■ WRITTEN EXERCISE ■
Reproduce each line of the data below verbatim, leaving nothing out and changing nothing.

==== SUPPLIED MATERIAL

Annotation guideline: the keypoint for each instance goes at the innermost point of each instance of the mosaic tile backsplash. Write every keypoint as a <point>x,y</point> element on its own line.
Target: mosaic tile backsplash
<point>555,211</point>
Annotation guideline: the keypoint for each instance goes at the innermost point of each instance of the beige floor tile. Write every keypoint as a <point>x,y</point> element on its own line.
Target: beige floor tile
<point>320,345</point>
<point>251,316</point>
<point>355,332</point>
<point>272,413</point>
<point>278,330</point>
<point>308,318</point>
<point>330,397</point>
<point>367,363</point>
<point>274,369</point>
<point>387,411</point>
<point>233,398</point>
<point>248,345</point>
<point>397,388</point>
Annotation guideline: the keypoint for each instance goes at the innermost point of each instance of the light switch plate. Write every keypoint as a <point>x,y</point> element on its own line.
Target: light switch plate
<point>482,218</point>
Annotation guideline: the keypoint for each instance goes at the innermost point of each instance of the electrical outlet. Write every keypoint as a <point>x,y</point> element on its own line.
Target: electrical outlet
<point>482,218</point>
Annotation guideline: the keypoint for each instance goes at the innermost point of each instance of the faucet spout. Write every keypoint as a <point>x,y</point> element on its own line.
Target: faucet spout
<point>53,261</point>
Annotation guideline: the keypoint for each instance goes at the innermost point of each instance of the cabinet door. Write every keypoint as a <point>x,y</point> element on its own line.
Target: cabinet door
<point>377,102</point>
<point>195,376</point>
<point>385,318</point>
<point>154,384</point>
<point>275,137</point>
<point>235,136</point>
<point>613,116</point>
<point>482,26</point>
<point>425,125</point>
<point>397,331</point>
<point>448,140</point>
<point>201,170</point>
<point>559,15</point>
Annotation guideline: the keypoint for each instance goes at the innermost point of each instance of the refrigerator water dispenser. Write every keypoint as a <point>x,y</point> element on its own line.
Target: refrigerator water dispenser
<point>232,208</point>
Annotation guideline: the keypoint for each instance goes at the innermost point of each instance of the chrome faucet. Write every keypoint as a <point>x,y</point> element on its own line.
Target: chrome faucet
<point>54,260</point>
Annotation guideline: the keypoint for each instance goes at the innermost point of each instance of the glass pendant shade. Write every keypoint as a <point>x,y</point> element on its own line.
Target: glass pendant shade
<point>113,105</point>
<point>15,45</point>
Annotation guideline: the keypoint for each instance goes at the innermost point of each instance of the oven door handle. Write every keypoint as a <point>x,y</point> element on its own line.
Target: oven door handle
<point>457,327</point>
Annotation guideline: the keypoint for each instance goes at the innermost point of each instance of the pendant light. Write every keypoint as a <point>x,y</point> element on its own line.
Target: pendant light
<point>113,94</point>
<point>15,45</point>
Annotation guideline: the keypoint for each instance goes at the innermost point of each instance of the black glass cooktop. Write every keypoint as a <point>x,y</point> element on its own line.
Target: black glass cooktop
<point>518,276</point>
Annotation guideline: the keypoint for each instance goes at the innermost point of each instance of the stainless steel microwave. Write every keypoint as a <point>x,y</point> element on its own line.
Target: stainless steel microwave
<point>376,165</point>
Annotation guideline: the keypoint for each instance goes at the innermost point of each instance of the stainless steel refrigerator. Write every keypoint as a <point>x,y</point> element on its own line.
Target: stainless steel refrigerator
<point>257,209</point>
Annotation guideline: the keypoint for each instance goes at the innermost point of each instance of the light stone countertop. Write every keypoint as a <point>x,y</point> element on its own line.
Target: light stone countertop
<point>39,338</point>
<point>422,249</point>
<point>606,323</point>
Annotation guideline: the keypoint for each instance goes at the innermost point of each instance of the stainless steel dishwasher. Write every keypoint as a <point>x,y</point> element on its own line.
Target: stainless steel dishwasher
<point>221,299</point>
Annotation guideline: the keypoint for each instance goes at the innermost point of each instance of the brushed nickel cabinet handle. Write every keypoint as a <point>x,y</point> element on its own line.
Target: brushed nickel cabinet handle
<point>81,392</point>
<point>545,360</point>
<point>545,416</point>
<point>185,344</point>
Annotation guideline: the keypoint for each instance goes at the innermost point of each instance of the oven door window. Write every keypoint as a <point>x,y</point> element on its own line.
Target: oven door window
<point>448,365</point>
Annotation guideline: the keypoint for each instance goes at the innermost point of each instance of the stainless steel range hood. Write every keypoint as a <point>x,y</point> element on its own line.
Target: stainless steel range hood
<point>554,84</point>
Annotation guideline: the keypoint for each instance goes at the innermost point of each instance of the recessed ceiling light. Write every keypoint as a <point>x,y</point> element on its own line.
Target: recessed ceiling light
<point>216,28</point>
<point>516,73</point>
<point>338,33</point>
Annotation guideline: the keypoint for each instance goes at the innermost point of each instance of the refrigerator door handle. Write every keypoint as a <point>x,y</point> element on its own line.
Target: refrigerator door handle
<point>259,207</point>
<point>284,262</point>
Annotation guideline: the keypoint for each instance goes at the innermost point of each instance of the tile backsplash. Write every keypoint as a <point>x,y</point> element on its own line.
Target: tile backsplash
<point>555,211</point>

========

■ CORRECT RESPONSE ■
Annotation guideline: the keypoint for each instance goes at the innermost point of each instance of the mosaic tile backsplash. Write every keypoint as a <point>x,y</point> element on its own line.
Target: mosaic tile backsplash
<point>555,211</point>
Annotation guideline: the keypoint for each instance goes at the innermost point of each instance of the beige floor tile. Write every keypoint as a <point>x,y</point> element on its own line.
Target: beige floor tile
<point>320,345</point>
<point>251,316</point>
<point>355,332</point>
<point>272,413</point>
<point>278,330</point>
<point>308,318</point>
<point>330,397</point>
<point>367,363</point>
<point>274,369</point>
<point>387,411</point>
<point>233,398</point>
<point>248,345</point>
<point>397,388</point>
Annotation guideline: the keypoint for each instance goes at the innermost point of each instance of the light switch plate. Write every keypoint as a <point>x,y</point> element on its own line.
Target: light switch plate
<point>482,218</point>
Annotation guideline: the keypoint for each instance goes at the innermost point of each instance of the electrical outlet. Write every keypoint as a <point>x,y</point> element on its own line.
Target: electrical outlet
<point>482,218</point>
Annotation guideline: the keypoint for each instance goes at the innermost point of each instance of the faucet spout. Write every keypoint as a <point>x,y</point> element on its own line.
Target: faucet spout
<point>53,261</point>
Annotation guideline: the keypoint for each instance goes at the innermost point of each instance of the cabinet door. Write every keypoint as a <point>x,y</point> element on its own line.
Target: cabinet door
<point>377,102</point>
<point>195,376</point>
<point>385,318</point>
<point>154,384</point>
<point>275,137</point>
<point>235,136</point>
<point>613,116</point>
<point>482,26</point>
<point>425,125</point>
<point>397,331</point>
<point>448,140</point>
<point>201,170</point>
<point>559,15</point>
Annotation guideline: the keypoint for each instance goes at the innermost point of each instance of the refrigerator water dispenser. Write every keypoint as a <point>x,y</point> element on its own line.
Target: refrigerator water dispenser
<point>232,208</point>
Annotation guideline: the keypoint for each instance goes at the innermost point of each instance of the chrome faucet. Write every keypoint as a <point>x,y</point> element on its own line.
Target: chrome faucet
<point>54,260</point>
Annotation guideline: the keypoint for each instance goes at the innermost point of each instance of the glass pendant shade. Write every keypoint as a <point>x,y</point> element on its own line.
Target: glass pendant shade
<point>113,105</point>
<point>15,45</point>
Annotation guideline: the keypoint for each instance goes at the innermost point of each instance of the oven door handle. Write every keypoint as a <point>x,y</point> element on its own line.
Target: oven door handle
<point>457,327</point>
Annotation guideline: the keypoint for each instance goes at the innermost point of each instance of the pendant light. Write every keypoint as a <point>x,y</point> element on its own line.
Target: pendant light
<point>113,94</point>
<point>15,45</point>
Annotation guideline: the keypoint for each instance goes at the innermost point of each instance of the black glass cooktop. Write every keypoint as a <point>x,y</point> element on its own line.
Target: black glass cooktop
<point>518,276</point>
Annotation guideline: the keypoint for each instance goes at the innermost point of each instance of the stainless steel microwave. Write every keypoint as a <point>x,y</point> element on its own line.
Target: stainless steel microwave
<point>376,165</point>
Annotation guideline: the keypoint for each instance goes at the innermost point of each instance of the stainless steel refrigerator. Write every keypoint as a <point>x,y</point> element on its own line.
Target: stainless steel refrigerator
<point>257,209</point>
Annotation guideline: the keypoint for each instance goes at the innermost point of each instance of the light stone countertop. Write every keypoint as a <point>x,y</point> element on its own line.
Target: light stone countertop
<point>39,338</point>
<point>422,249</point>
<point>606,323</point>
Annotation guideline: the keypoint for each instance goes at the innermost point of each instance of the stainless steel dishwasher. Write every keypoint as a <point>x,y</point> element on its own line.
Target: stainless steel dishwasher
<point>221,299</point>
Annotation guideline: the keypoint for each instance goes at the innermost point of each instance of the brushed nickel cabinet handle. Write every keypoint as a <point>x,y</point> element on its own line.
Target: brushed nickel cabinet handle
<point>81,392</point>
<point>545,360</point>
<point>545,416</point>
<point>185,344</point>
Annotation guideline: the keypoint for each instance goes at the innermost point of each instance of the oven door window. Write every keypoint as a <point>x,y</point> element on its own line.
Target: oven door window
<point>448,365</point>
Annotation guideline: the keypoint for each instance goes at the innermost point of each instance of the stainless steel range hood. Write every keypoint as a <point>x,y</point> element on its own line.
Target: stainless steel range hood
<point>554,84</point>
Annotation guideline: the keypoint for each instance goes at the innermost point of each instance of the recessed ceiling light. Write every keypoint as a <point>x,y</point> element on its own line.
Target: recessed ceiling light
<point>216,28</point>
<point>516,73</point>
<point>338,33</point>
Annotation guideline: the keypoint for each instance goes at the innermost point of each instance of the refrigerator door handle. Write every keypoint as a <point>x,y</point> element on its own line.
Target: refrigerator door handle
<point>259,207</point>
<point>284,262</point>
Annotation guideline: the keypoint for each instance goes at the innermost point of each instance of the tile backsplash. Write every keypoint as a <point>x,y</point> element on its own line.
Target: tile backsplash
<point>555,211</point>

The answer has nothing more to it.